REQUEST: Print all the data, keeping every line exactly as it is.

DATA EXTRACT:
━━━━━━━━━━━━━━━━
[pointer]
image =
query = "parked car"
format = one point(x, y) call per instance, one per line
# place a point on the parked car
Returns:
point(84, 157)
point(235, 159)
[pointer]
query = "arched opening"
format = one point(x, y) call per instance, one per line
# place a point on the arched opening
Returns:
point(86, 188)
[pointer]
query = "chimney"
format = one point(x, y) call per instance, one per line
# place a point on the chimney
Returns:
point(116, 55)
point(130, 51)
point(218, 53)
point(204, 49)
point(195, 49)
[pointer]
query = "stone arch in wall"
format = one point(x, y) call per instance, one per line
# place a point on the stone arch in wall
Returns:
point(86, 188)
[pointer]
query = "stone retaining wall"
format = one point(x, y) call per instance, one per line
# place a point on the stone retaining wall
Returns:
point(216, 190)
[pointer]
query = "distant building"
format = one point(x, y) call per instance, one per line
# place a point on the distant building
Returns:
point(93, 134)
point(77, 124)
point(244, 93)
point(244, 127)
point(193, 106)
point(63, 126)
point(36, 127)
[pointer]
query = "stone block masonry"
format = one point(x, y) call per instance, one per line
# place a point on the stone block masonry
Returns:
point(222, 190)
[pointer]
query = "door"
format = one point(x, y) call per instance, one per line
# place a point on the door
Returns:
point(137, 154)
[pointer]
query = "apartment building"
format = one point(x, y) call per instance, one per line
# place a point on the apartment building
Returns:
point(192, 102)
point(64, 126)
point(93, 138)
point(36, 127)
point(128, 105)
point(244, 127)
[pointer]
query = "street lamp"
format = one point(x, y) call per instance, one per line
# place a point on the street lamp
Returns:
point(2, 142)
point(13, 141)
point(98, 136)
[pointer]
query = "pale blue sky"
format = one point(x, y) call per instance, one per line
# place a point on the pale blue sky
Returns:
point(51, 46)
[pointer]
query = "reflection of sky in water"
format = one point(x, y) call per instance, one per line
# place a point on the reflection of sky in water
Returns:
━━━━━━━━━━━━━━━━
EXERCISE SOLUTION:
[pointer]
image =
query = "parked car"
format = one point(x, y) call per instance, one per line
# place a point on the parked car
Returns:
point(84, 157)
point(235, 159)
[pointer]
query = "arched opening"
format = one point(x, y) call per instance, one per line
# place a point on the arched opening
Returns:
point(86, 188)
[pointer]
query = "chimney"
format = one point(x, y) call per instance, one per line
# place a point on the chimney
Returns:
point(116, 55)
point(130, 51)
point(218, 53)
point(204, 49)
point(195, 49)
[pointer]
query = "stone arch in wall"
format = one point(x, y) call per instance, one per line
# place a point on the stone arch in wall
Returns:
point(86, 188)
[pointer]
query = "stone retaining wall"
format = one point(x, y) call per instance, one per line
# place a point on the stone retaining wall
Returns:
point(216, 190)
[pointer]
query = "distant building"
format = one point(x, y) call per instance, one per line
# place a point on the distant building
Returns:
point(93, 134)
point(77, 124)
point(244, 93)
point(244, 127)
point(193, 106)
point(63, 126)
point(36, 127)
[pointer]
query = "stone block masonry"
format = one point(x, y) call per instance, one per line
# place a point on the stone block masonry
Returns:
point(222, 190)
[pointer]
query = "door"
format = one point(x, y) call per instance, one per line
# place a point on the door
Returns:
point(137, 154)
[pointer]
query = "apartment building"
format = one point(x, y) call per instance, one per line
# place a point on the apartment building
Returns:
point(192, 102)
point(64, 126)
point(93, 138)
point(36, 127)
point(128, 105)
point(244, 127)
[pointer]
query = "street lamp"
format = one point(x, y) call per instance, one per line
# place a point on the street lamp
Returns:
point(2, 142)
point(13, 141)
point(98, 136)
[pointer]
query = "pale blue sky"
format = one point(x, y) call per instance, one per line
# place a point on the pale blue sky
Returns:
point(51, 46)
[pointer]
query = "reflection of sky in water"
format = one point(x, y) call per instance, one per line
# place a point on the reflection of sky in water
Returns:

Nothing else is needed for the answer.